◆ **THE TASK**:
Take each line of the data that contains the string "branch" and copy it.

◆ **DATA SECTION**:
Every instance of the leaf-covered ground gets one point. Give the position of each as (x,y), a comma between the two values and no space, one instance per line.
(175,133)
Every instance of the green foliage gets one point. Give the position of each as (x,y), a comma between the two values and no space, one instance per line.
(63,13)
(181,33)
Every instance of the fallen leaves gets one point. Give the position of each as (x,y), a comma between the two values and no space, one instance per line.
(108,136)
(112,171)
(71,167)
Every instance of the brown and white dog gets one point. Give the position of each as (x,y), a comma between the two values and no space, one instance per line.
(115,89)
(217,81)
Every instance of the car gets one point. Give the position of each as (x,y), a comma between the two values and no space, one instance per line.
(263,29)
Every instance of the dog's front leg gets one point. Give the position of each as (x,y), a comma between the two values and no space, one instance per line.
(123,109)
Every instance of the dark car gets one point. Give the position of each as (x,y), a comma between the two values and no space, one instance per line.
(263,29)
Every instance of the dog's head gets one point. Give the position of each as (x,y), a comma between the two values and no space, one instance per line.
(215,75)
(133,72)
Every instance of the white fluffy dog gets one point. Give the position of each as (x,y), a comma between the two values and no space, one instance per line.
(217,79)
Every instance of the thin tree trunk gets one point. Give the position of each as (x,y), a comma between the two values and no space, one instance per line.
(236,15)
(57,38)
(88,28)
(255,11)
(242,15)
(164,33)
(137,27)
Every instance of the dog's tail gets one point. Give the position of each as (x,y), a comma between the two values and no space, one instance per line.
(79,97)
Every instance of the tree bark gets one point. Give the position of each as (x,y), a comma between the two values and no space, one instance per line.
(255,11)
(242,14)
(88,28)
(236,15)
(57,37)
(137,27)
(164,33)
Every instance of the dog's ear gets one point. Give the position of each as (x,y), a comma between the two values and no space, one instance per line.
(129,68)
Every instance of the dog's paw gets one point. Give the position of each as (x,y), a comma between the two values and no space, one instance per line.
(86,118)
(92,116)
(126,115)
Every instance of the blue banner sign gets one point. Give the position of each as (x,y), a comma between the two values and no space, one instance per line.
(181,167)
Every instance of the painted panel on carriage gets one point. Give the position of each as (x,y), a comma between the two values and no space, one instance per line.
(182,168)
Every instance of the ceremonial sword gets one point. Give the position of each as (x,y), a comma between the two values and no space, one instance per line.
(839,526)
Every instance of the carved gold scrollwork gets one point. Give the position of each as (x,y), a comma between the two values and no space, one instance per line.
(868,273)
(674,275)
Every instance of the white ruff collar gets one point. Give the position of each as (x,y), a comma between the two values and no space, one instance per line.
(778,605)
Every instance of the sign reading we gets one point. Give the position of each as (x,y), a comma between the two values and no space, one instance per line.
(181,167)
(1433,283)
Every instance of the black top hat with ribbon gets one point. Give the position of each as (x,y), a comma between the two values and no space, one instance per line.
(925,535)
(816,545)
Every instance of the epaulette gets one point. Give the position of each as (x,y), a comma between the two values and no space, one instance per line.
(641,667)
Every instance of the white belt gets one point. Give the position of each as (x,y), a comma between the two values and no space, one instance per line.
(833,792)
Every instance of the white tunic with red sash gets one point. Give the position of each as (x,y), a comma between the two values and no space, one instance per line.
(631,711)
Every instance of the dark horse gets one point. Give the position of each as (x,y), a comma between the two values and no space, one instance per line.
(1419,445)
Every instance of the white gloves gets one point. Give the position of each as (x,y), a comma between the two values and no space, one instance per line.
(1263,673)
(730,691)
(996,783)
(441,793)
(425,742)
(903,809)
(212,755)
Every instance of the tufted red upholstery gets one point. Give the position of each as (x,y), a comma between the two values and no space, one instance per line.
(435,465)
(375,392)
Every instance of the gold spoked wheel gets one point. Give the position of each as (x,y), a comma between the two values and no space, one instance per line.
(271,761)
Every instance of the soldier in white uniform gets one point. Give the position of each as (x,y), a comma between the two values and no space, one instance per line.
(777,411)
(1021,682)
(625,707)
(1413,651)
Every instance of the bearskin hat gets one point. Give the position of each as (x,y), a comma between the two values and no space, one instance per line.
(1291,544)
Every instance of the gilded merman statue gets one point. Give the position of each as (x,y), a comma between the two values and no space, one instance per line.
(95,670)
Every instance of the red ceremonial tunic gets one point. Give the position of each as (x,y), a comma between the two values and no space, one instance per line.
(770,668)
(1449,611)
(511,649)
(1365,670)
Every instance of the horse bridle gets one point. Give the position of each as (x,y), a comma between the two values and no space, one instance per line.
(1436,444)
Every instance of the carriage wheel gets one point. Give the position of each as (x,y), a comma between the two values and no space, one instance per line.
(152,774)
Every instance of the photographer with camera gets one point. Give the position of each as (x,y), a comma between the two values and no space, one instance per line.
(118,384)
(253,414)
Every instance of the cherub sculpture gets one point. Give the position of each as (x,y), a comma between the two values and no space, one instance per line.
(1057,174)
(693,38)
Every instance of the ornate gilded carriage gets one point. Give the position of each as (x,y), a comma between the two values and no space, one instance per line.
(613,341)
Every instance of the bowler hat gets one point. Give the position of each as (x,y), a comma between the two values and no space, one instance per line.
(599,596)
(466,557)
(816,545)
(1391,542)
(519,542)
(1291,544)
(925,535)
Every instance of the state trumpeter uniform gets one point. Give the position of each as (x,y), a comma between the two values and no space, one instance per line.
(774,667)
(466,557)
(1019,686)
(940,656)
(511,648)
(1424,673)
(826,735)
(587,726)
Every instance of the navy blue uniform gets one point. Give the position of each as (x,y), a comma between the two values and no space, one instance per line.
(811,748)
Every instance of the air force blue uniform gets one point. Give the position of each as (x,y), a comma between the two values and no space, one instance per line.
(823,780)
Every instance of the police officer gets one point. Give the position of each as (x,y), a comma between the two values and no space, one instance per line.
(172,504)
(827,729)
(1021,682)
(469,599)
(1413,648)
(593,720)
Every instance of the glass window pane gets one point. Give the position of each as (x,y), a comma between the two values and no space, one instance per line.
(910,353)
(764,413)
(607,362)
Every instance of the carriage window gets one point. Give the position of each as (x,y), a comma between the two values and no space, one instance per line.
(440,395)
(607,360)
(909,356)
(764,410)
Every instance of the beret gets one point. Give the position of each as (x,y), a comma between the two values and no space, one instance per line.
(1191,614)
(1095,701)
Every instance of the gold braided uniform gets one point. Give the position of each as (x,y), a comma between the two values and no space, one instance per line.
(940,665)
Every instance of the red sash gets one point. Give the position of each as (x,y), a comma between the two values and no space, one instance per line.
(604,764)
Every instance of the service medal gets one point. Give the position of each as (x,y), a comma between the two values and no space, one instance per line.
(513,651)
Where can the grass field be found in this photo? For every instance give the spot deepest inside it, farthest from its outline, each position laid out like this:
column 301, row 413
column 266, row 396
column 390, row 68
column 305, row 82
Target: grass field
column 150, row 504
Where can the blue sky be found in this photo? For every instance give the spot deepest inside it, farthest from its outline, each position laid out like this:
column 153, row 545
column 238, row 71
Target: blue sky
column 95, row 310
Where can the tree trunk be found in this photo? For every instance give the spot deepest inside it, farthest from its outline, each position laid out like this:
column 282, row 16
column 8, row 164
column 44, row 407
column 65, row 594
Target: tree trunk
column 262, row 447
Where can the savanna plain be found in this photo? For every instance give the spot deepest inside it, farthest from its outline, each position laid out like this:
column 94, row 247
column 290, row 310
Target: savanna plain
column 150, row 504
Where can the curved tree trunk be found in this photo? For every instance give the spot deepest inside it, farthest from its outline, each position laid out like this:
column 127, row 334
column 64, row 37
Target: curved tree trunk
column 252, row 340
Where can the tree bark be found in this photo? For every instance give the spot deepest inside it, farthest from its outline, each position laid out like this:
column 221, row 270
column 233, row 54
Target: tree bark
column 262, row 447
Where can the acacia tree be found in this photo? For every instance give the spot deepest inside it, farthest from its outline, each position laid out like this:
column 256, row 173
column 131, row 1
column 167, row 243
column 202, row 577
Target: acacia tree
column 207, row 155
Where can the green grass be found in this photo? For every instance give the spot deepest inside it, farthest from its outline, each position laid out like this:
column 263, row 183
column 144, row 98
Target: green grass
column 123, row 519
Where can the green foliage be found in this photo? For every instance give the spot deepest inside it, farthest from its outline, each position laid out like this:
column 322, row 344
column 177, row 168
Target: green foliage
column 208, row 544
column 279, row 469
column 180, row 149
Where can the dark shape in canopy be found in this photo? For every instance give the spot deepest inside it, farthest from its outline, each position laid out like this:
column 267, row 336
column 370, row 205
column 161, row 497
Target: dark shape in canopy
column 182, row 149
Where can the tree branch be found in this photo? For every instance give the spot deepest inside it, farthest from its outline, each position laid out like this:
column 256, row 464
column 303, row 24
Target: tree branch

◆ **ANSWER TO THE PROBLEM**:
Where can the tree branch be found in this photo? For every instance give the spot deepest inside it, farthest from its outline, each position laid out like this:
Target: tree branch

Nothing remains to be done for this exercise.